━━ Exercise inputs ━━
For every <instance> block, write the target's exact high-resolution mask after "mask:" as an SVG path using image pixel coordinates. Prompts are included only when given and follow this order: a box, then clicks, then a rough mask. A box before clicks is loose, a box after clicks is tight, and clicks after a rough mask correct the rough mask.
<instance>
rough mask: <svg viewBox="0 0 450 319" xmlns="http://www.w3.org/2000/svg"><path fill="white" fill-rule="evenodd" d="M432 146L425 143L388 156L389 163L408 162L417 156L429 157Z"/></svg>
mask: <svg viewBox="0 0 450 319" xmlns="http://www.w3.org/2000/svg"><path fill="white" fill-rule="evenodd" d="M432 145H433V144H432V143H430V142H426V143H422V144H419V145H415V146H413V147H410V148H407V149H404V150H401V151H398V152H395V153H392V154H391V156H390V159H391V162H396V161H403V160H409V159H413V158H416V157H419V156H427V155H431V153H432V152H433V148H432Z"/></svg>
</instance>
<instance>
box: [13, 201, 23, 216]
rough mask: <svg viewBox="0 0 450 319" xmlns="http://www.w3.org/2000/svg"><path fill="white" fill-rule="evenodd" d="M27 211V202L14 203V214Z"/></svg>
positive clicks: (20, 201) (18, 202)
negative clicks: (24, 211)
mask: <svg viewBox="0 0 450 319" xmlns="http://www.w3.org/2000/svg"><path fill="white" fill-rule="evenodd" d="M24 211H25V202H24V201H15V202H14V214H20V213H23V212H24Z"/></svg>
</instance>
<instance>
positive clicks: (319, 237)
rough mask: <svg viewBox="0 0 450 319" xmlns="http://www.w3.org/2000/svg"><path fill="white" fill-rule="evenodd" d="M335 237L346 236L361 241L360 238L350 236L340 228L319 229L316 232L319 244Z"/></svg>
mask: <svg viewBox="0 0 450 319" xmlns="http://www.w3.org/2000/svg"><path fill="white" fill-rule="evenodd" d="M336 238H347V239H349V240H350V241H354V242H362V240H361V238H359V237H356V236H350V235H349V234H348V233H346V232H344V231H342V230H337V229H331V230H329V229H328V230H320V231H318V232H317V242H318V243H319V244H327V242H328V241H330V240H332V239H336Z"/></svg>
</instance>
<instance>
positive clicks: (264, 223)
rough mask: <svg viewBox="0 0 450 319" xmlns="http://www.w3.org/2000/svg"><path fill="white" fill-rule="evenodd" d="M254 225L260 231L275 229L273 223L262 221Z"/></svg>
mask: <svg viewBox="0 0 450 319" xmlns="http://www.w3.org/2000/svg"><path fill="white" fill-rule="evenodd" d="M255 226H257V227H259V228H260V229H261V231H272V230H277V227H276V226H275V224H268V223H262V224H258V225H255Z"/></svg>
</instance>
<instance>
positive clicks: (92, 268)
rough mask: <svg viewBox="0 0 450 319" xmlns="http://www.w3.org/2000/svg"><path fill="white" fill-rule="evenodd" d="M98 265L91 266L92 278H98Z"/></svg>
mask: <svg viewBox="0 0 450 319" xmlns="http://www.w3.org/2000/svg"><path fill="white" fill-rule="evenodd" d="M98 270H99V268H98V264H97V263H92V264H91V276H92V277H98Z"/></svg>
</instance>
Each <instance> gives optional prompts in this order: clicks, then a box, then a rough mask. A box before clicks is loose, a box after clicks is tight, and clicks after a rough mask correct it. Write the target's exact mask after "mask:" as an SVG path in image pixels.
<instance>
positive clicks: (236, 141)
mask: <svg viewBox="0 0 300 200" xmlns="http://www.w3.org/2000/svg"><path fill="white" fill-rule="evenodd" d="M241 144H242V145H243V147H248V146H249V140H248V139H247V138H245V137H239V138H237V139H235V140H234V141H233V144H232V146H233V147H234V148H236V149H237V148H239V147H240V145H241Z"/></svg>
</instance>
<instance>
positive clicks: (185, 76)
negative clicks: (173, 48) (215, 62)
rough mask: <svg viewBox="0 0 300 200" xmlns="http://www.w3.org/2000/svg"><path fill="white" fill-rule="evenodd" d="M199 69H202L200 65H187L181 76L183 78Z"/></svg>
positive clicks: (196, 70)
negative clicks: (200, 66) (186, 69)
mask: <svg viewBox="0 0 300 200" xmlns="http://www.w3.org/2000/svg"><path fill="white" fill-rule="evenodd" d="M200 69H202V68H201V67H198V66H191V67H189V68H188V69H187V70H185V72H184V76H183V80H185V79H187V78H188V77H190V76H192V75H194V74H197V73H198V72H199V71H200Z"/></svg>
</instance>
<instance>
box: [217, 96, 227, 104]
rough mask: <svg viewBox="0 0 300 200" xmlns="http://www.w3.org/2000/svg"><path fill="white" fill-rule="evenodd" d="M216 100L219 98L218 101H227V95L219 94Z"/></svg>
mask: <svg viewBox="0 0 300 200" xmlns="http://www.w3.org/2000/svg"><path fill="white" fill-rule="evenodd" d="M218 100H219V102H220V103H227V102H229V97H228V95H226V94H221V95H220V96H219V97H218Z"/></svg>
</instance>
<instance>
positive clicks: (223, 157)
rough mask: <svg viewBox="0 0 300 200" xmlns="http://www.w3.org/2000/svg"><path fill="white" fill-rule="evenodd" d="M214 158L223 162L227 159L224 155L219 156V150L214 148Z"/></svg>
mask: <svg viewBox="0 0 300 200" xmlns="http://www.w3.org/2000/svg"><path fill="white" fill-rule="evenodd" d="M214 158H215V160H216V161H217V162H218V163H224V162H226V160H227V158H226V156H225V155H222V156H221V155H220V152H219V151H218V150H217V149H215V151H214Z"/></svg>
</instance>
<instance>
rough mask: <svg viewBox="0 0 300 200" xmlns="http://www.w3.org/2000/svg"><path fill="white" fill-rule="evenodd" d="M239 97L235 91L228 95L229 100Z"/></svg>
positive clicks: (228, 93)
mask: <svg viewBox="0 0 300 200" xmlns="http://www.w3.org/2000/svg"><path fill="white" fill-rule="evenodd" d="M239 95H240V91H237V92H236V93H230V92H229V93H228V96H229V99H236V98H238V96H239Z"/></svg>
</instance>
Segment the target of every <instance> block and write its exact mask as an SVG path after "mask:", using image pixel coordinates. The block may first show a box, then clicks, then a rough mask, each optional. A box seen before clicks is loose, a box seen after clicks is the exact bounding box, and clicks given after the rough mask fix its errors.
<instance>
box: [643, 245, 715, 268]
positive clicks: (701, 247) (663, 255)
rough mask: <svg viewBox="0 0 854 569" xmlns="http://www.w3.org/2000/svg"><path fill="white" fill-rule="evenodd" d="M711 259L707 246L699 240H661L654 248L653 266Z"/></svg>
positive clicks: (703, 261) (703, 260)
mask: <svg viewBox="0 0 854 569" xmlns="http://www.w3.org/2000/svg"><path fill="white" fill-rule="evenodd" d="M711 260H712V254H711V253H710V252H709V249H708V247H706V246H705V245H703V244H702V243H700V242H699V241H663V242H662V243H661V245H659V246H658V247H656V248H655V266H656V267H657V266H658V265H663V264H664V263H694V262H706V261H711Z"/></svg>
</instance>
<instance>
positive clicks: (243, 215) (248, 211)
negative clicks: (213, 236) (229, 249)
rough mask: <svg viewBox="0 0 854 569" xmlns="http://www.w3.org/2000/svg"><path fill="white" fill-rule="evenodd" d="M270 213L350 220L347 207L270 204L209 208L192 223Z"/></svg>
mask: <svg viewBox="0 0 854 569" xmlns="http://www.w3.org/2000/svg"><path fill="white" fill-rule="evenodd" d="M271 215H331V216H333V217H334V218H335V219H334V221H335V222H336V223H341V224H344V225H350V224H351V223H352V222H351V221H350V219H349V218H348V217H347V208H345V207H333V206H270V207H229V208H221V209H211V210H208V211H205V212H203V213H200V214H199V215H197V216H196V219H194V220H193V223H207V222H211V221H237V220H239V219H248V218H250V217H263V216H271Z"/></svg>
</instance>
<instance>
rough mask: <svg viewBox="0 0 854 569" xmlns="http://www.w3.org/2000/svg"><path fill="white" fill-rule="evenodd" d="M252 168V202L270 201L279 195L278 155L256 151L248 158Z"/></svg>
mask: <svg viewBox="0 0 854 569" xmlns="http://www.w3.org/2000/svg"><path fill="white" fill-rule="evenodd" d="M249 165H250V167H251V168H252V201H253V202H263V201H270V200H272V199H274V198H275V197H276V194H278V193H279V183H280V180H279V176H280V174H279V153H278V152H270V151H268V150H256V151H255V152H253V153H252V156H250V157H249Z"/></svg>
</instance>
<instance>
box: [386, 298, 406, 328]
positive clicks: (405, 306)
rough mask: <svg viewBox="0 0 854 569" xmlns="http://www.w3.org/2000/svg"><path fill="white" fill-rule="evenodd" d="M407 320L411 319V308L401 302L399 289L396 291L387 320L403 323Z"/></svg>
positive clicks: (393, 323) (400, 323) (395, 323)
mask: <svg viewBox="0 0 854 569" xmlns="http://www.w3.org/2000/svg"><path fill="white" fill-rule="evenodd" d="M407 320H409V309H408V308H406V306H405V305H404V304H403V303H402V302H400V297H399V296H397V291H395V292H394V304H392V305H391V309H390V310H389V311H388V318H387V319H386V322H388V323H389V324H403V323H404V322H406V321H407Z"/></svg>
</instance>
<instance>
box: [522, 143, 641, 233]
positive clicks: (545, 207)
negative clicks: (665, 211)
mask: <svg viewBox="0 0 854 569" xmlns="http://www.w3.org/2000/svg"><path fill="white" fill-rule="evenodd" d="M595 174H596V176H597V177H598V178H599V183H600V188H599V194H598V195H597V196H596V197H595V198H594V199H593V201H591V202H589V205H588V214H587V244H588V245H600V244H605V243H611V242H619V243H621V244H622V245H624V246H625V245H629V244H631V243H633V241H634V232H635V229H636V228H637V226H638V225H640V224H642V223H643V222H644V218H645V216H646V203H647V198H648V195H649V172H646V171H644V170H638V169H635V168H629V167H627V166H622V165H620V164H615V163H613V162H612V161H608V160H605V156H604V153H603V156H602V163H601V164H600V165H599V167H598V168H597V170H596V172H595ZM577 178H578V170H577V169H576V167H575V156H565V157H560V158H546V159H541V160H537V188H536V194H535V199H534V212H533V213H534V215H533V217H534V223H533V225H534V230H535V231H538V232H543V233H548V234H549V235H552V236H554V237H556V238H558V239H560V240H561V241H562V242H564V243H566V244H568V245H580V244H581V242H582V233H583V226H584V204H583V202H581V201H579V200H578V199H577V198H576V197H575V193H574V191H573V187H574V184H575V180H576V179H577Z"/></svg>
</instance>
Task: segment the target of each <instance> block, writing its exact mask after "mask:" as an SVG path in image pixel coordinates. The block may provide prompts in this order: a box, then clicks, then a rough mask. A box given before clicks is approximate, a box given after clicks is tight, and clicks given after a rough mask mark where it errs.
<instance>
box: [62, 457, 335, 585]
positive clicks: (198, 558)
━━━
▶ Work request: All lines above from the one containing "Each <instance> gives" to the one containing "positive clicks: (223, 157)" must be repeated exactly, both lines included, and no others.

▶ Finished exercise:
Each <instance> gives optional prompts in this order: clicks, then a box, then a rough mask. A box before clicks is loose, a box after clicks is tight, and clicks after a rough mask correct it. Write the target's exact mask after "mask:" as an SVG path in image pixels.
<instance>
positive clicks: (236, 141)
mask: <svg viewBox="0 0 300 200" xmlns="http://www.w3.org/2000/svg"><path fill="white" fill-rule="evenodd" d="M241 144H242V145H243V147H248V146H249V140H248V139H247V138H245V137H239V138H237V139H235V140H234V141H233V144H232V146H233V147H234V148H236V149H237V148H239V147H240V145H241Z"/></svg>
</instance>
<instance>
positive clicks: (185, 76)
negative clicks: (173, 48) (215, 62)
rough mask: <svg viewBox="0 0 300 200" xmlns="http://www.w3.org/2000/svg"><path fill="white" fill-rule="evenodd" d="M199 69H202L200 65H187L181 76L183 78Z"/></svg>
positive clicks: (196, 70)
negative clicks: (200, 66) (186, 69)
mask: <svg viewBox="0 0 300 200" xmlns="http://www.w3.org/2000/svg"><path fill="white" fill-rule="evenodd" d="M200 69H202V68H201V67H198V66H191V67H189V68H188V69H187V70H185V72H184V76H183V80H185V79H187V78H188V77H190V76H192V75H194V74H197V73H198V72H199V71H200Z"/></svg>
</instance>
<instance>
box: [217, 96, 227, 104]
rough mask: <svg viewBox="0 0 300 200" xmlns="http://www.w3.org/2000/svg"><path fill="white" fill-rule="evenodd" d="M216 100L219 98L218 101H227V95L219 94Z"/></svg>
mask: <svg viewBox="0 0 300 200" xmlns="http://www.w3.org/2000/svg"><path fill="white" fill-rule="evenodd" d="M218 100H219V102H220V103H227V102H229V97H228V95H226V94H221V95H220V96H219V97H218Z"/></svg>
</instance>
<instance>
positive clicks: (223, 157)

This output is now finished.